* **REQUIREMENT**
From the Condor mailing-list reply on input file locking, copy out the passage word for word, starting at "The ulimit idea" and ending at "queue for days.".

** BEGIN TEXT EXTRACT **

[Date Prev][Date Next][Thread Prev][Thread Next][Date Index][Thread Index]

Re: [Condor-users] input file locking?



The ulimit idea seemed intriguing at first, but it wouldn't explain why some of the jobs, say 100 of the original 300, never successfully start. I could see 300 jobs causing the user to hit the soft limit of 1024 pretty easily, but once the 200 that will run are finished, I would expect the remaining 100 to run on the next negotiation cycle, but they are sitting in the queue for days.

- dave


Junjun Mao wrote:
In that case, the error occurs randomly on different machines. One place to look is the maximum number of opened file handlers allowed. I don't know if "ulimit -a" returns this value. Increasing this number will allow more files to be accessed at the same time.

** END TEXT EXTRACT **
** BEGIN DATASET ENTRIES **

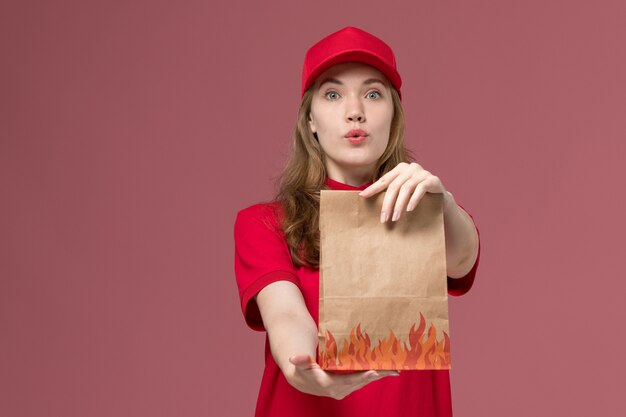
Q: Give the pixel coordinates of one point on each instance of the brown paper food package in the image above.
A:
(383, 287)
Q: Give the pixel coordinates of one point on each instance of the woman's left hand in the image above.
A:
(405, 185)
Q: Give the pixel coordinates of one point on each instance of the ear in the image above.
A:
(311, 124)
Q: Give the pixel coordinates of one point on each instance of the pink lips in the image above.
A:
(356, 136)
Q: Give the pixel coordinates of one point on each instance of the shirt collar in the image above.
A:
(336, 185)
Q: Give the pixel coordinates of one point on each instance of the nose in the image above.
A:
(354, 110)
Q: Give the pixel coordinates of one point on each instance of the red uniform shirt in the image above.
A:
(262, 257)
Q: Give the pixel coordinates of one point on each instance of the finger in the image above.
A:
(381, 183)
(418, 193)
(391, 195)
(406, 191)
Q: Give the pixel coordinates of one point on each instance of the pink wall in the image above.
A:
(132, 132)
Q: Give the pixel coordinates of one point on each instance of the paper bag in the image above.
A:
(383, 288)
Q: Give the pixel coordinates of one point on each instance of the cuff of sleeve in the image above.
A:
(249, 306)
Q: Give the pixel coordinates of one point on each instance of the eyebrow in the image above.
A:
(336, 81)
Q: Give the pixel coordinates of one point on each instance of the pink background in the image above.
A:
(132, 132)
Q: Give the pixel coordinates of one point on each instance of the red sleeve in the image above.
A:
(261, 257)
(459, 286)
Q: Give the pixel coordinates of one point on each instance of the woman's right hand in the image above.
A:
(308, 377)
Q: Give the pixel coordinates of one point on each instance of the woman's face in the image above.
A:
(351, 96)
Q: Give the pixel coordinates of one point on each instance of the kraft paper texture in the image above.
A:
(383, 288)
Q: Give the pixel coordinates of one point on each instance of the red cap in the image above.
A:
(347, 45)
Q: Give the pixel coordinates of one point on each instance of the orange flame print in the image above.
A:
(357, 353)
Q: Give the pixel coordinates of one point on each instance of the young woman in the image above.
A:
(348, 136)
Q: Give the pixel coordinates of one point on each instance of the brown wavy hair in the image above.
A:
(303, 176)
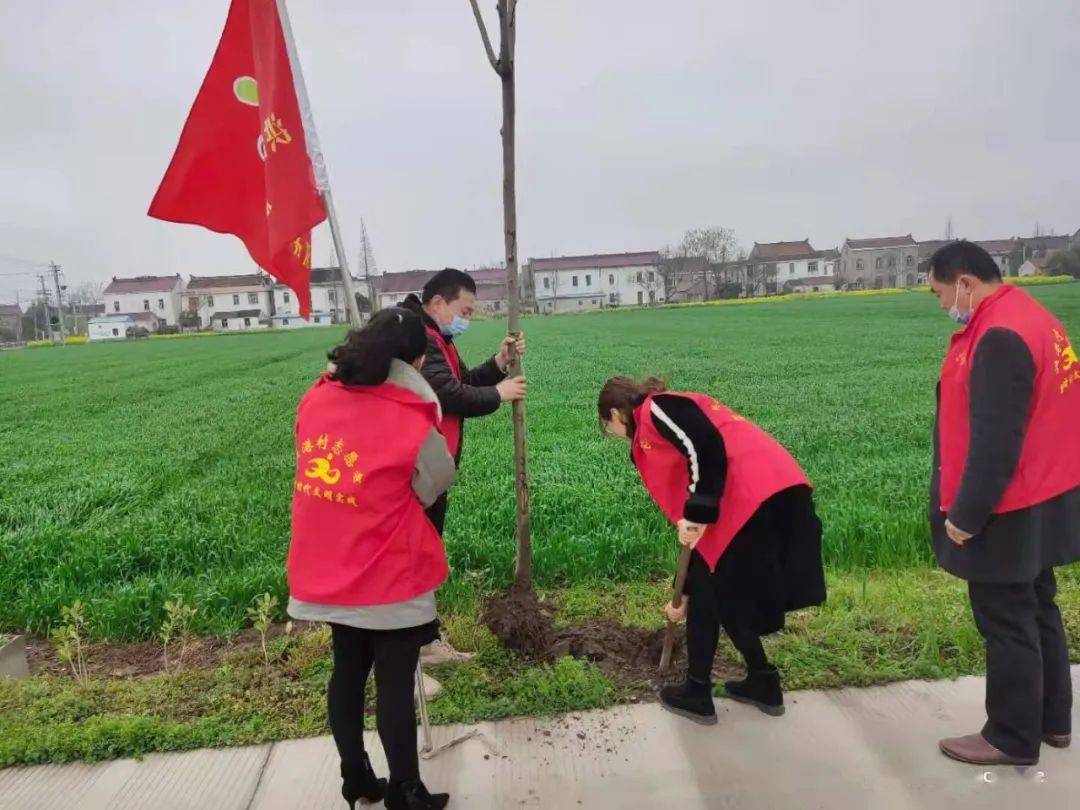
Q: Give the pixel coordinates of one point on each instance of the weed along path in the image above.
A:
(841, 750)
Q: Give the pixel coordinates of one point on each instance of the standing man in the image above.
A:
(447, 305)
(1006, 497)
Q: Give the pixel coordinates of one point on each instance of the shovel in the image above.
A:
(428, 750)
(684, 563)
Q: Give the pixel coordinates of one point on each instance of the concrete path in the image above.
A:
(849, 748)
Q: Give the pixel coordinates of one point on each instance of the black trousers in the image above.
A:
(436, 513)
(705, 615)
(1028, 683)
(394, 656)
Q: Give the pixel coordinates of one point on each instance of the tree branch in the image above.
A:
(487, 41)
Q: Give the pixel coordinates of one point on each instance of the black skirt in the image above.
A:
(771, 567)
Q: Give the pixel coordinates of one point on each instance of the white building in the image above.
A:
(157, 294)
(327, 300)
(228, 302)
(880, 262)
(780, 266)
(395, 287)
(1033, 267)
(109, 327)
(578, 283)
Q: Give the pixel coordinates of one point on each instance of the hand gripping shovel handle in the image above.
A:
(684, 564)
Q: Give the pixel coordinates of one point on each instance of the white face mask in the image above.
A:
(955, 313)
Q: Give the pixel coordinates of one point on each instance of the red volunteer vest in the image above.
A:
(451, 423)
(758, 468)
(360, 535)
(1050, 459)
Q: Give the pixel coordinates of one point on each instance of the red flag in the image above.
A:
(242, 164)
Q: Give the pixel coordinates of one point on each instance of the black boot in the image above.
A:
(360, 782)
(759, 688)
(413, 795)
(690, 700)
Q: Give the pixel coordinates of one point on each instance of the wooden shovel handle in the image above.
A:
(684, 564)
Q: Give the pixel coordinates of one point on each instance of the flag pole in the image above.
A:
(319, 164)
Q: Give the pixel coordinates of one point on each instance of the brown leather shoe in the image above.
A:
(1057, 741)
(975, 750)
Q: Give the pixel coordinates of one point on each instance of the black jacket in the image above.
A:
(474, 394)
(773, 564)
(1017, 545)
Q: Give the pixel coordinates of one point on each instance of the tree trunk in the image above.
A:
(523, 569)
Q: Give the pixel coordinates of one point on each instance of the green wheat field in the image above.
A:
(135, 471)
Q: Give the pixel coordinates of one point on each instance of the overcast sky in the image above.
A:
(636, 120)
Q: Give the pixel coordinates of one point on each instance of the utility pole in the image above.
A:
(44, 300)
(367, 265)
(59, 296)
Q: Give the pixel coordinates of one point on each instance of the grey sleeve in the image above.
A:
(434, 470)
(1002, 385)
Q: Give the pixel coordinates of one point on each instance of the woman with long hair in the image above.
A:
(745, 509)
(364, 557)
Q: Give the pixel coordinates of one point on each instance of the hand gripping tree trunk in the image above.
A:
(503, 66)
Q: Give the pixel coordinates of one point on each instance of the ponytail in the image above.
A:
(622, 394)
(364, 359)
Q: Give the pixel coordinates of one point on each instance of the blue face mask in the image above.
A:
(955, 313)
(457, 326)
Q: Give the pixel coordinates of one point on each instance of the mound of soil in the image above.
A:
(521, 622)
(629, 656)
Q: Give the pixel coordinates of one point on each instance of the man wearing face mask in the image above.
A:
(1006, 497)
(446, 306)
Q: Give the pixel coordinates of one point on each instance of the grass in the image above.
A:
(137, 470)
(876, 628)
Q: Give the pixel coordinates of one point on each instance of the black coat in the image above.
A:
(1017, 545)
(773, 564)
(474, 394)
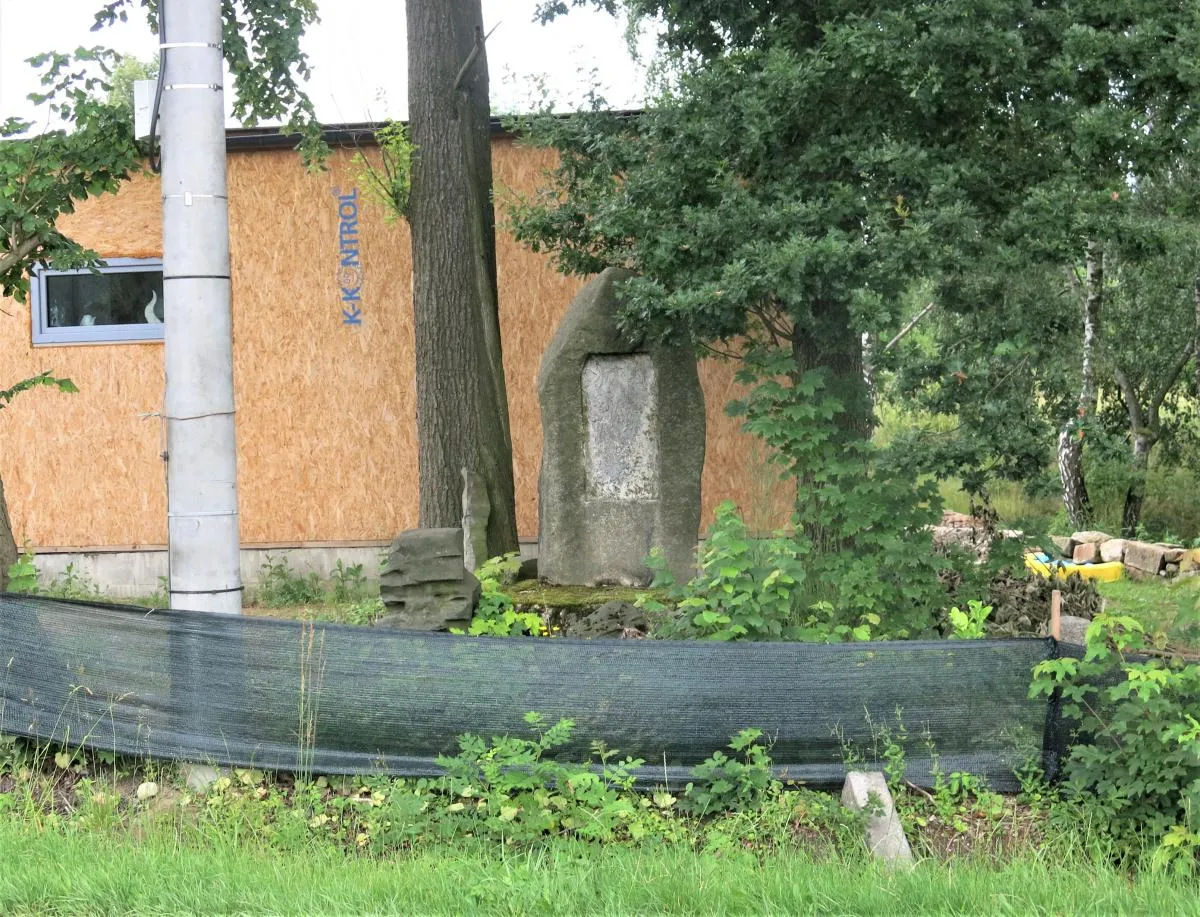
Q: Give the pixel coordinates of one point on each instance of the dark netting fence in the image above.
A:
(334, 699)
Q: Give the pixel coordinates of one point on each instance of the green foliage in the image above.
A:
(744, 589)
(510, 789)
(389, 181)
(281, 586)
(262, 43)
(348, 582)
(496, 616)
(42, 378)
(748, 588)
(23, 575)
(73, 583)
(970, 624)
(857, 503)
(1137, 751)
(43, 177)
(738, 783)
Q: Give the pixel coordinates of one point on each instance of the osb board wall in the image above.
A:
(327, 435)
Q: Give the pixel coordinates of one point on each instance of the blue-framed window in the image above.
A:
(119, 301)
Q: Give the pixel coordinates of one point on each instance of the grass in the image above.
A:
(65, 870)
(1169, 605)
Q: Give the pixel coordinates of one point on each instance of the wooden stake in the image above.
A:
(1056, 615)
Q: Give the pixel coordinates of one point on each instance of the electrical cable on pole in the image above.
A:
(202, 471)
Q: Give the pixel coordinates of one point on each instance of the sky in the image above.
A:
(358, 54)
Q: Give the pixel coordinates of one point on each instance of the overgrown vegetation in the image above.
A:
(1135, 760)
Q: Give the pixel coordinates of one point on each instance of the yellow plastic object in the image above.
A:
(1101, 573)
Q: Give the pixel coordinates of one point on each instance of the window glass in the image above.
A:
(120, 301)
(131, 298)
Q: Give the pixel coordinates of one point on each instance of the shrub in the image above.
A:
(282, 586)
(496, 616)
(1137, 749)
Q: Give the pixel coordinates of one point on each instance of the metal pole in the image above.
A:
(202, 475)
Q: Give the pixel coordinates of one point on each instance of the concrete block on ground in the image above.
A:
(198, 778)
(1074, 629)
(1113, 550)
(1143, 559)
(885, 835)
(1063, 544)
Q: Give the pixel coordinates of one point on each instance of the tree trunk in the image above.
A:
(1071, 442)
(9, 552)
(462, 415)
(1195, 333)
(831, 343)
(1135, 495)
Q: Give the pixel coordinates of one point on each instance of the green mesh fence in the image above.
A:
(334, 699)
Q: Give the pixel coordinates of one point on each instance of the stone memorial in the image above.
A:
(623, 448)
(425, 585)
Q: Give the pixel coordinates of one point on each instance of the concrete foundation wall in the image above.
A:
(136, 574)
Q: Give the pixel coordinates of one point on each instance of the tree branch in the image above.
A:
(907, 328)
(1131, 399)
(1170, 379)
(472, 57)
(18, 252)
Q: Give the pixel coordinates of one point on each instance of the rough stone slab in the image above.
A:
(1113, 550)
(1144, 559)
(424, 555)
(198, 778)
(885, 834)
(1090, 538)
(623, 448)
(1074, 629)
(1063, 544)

** END DATASET ENTRIES **

* **RESULT FOR THIS EXERCISE**
The ulimit idea seemed intriguing at first, but it wouldn't explain why some of the jobs, say 100 of the original 300, never successfully start. I could see 300 jobs causing the user to hit the soft limit of 1024 pretty easily, but once the 200 that will run are finished, I would expect the remaining 100 to run on the next negotiation cycle, but they are sitting in the queue for days.